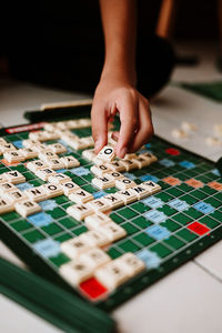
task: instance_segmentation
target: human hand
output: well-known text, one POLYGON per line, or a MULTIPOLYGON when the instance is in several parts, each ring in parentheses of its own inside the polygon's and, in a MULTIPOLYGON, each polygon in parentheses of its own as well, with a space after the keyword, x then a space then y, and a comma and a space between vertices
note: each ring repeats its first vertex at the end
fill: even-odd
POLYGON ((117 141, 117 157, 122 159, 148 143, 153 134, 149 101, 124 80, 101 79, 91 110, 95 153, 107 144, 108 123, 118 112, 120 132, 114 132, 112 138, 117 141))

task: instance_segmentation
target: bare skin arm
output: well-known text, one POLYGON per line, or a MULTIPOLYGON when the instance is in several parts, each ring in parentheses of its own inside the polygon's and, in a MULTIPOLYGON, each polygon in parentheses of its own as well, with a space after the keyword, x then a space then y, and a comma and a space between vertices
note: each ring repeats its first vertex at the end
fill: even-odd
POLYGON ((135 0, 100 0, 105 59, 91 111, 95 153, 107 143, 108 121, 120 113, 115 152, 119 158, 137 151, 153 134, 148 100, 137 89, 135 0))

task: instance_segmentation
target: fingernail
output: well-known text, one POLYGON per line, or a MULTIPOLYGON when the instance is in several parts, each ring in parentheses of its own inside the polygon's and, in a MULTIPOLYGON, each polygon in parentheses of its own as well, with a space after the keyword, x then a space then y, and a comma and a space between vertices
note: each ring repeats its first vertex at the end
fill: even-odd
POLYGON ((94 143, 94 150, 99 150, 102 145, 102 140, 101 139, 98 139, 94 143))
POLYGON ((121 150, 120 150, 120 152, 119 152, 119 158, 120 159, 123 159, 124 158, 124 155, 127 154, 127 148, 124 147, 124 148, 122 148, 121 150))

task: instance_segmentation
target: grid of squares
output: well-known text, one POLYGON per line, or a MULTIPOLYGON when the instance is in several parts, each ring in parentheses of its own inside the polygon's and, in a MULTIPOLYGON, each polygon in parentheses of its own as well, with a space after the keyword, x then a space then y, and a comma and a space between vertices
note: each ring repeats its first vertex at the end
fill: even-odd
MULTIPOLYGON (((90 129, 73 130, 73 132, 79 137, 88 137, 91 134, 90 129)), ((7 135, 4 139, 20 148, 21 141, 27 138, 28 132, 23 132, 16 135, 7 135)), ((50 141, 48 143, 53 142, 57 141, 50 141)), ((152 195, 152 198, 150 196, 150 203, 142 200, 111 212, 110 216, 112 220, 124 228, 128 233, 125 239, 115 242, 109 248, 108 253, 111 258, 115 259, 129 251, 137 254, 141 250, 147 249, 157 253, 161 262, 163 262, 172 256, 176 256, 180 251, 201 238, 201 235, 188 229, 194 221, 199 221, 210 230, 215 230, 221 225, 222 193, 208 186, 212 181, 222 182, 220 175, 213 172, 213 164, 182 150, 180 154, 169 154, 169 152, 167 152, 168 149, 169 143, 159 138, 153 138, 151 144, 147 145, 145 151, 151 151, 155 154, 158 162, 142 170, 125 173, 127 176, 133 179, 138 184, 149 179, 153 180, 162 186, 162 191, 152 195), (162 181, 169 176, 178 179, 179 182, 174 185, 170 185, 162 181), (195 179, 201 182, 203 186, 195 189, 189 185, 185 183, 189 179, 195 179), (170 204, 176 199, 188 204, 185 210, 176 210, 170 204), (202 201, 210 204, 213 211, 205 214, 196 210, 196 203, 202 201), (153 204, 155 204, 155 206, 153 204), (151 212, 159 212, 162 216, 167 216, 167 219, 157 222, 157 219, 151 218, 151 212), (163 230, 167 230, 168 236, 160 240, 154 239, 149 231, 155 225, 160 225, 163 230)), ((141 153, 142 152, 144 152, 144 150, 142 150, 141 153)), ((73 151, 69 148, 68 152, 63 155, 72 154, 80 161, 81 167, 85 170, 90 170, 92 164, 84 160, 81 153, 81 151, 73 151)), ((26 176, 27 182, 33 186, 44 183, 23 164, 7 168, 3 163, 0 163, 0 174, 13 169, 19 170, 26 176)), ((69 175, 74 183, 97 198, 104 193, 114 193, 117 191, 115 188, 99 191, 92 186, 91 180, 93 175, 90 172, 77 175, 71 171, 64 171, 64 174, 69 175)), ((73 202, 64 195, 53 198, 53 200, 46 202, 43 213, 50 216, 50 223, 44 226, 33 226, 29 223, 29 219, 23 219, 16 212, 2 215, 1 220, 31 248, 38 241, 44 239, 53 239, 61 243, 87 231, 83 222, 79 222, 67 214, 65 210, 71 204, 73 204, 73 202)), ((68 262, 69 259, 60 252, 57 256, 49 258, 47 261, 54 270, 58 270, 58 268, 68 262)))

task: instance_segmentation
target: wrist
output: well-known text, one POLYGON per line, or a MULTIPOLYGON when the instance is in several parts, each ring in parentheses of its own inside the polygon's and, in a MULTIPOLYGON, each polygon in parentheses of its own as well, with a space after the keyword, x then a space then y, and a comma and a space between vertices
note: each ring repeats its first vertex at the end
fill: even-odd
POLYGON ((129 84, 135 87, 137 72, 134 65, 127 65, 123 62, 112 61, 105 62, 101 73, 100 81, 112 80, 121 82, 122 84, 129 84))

**AIM:** Swap "even-odd" for "nonzero" throughout the entries above and reproduce them with every other line unchanged. Leave the pictures out of your answer.

**TASK RESPONSE:**
task: instance_segmentation
target: human hand
output: well-known text, one POLYGON per line, or a MULTIPOLYGON when the instance is in several parts, each ring in parentheses of its own inside the polygon's and, in a MULTIPOLYGON, each polygon in parentheses of its own as well, with a space after the keyword, x then a space then y, and a comma and a space between vertices
note: each ring repeats its first vertex at the end
fill: nonzero
POLYGON ((117 141, 117 157, 122 159, 148 143, 153 134, 149 101, 124 80, 101 79, 91 110, 95 153, 107 144, 108 123, 118 112, 120 132, 114 132, 112 138, 117 141))

task: instance_segmentation
target: bare skin arm
output: well-known text, one POLYGON per line, or a MULTIPOLYGON when the instance is in several parts, each ring in parentheses of its own inside the polygon's and, in a MULTIPOLYGON, each polygon in parentheses of its own as well, with a space after the keyword, x then a space then y, and a comma and a space between vertices
note: each ring repeats its first vertex at the end
fill: nonzero
POLYGON ((135 0, 100 0, 105 59, 91 111, 95 153, 107 143, 108 121, 120 113, 115 152, 119 158, 137 151, 153 134, 148 100, 137 89, 135 0))

task: instance_segmentation
target: fingernail
output: well-known text, one POLYGON per line, or a MULTIPOLYGON when the instance is in several parts, each ring in parentheses of its own inside the polygon's and, in a MULTIPOLYGON, each polygon in parentheses of its own as well, with a space after the keyword, x then a space then y, and a comma and a space between vertices
note: each ring repeats its first vertex at the end
fill: nonzero
POLYGON ((94 143, 94 150, 99 150, 102 145, 102 140, 101 139, 98 139, 94 143))
POLYGON ((121 150, 120 150, 120 152, 119 152, 119 158, 120 159, 123 159, 124 158, 124 155, 127 154, 127 148, 124 147, 124 148, 122 148, 121 150))

task: instance_segmentation
target: grid of squares
output: well-known text, one POLYGON per line, or a MULTIPOLYGON when the instance is in several parts, each ring in parentheses of its own inside the polygon's and, in a MULTIPOLYGON, each polygon in parentheses of its own as well, with a space after the keyword, x then a space then y, and a comma and a space between vertices
note: each ring repeats its first vertex at the end
fill: nonzero
MULTIPOLYGON (((90 129, 73 130, 73 132, 79 137, 88 137, 91 134, 90 129)), ((7 135, 4 139, 20 148, 21 141, 27 138, 28 132, 23 132, 16 135, 7 135)), ((50 141, 48 143, 53 142, 57 141, 50 141)), ((152 195, 152 198, 150 196, 150 203, 142 200, 111 212, 110 216, 112 220, 124 228, 128 233, 125 239, 115 242, 109 248, 108 253, 111 258, 115 259, 129 251, 137 254, 141 250, 147 249, 157 253, 161 262, 163 262, 172 256, 176 256, 180 251, 201 238, 201 235, 188 229, 194 221, 199 221, 210 230, 215 230, 221 225, 222 193, 208 186, 212 181, 222 182, 220 175, 213 172, 213 164, 182 150, 180 154, 169 154, 169 152, 167 152, 168 149, 169 143, 159 138, 153 138, 151 144, 147 145, 145 151, 151 151, 155 154, 158 162, 142 170, 125 173, 127 176, 133 179, 138 184, 149 179, 153 180, 162 186, 162 191, 152 195), (162 181, 169 176, 178 179, 179 182, 174 185, 170 185, 162 181), (195 179, 201 182, 203 186, 195 189, 189 185, 185 183, 189 179, 195 179), (170 204, 176 199, 188 204, 185 210, 176 210, 170 204), (202 201, 210 204, 213 211, 205 214, 196 210, 196 203, 202 201), (153 204, 155 204, 155 206, 153 204), (151 212, 159 212, 162 216, 167 216, 167 219, 157 222, 157 219, 151 218, 151 212), (163 230, 167 230, 168 236, 160 240, 154 239, 149 231, 155 225, 160 225, 163 230)), ((141 153, 142 152, 144 152, 144 150, 142 150, 141 153)), ((73 151, 69 148, 68 152, 63 155, 72 154, 80 161, 81 167, 85 170, 90 170, 92 164, 84 160, 81 153, 81 151, 73 151)), ((26 176, 27 182, 33 186, 44 183, 23 164, 7 168, 3 163, 0 163, 0 174, 13 169, 19 170, 26 176)), ((69 175, 74 183, 97 198, 104 193, 114 193, 117 191, 115 188, 99 191, 92 186, 91 180, 93 175, 90 172, 77 175, 71 171, 64 171, 64 174, 69 175)), ((73 202, 64 195, 53 198, 53 200, 46 202, 43 213, 50 216, 50 223, 44 226, 33 226, 29 223, 29 219, 23 219, 16 212, 2 215, 1 220, 31 248, 38 241, 44 239, 53 239, 61 243, 87 231, 83 222, 79 222, 67 214, 65 210, 71 204, 73 204, 73 202)), ((68 262, 69 259, 60 252, 57 256, 49 258, 47 261, 54 270, 58 270, 58 268, 68 262)))

task: instance_segmentation
target: wrist
output: well-known text, one POLYGON per line, or a MULTIPOLYGON when the instance is in several parts, each ring in parentheses of its own inside the polygon's and, in a MULTIPOLYGON, each polygon in parentheses of its own as well, with a space after the keyword, x then a space then y, and a comma and a space between vertices
note: each ring repeats its first vertex at the end
fill: nonzero
POLYGON ((129 84, 135 87, 137 72, 134 65, 127 65, 123 62, 112 61, 105 62, 101 73, 100 81, 112 80, 121 82, 122 84, 129 84))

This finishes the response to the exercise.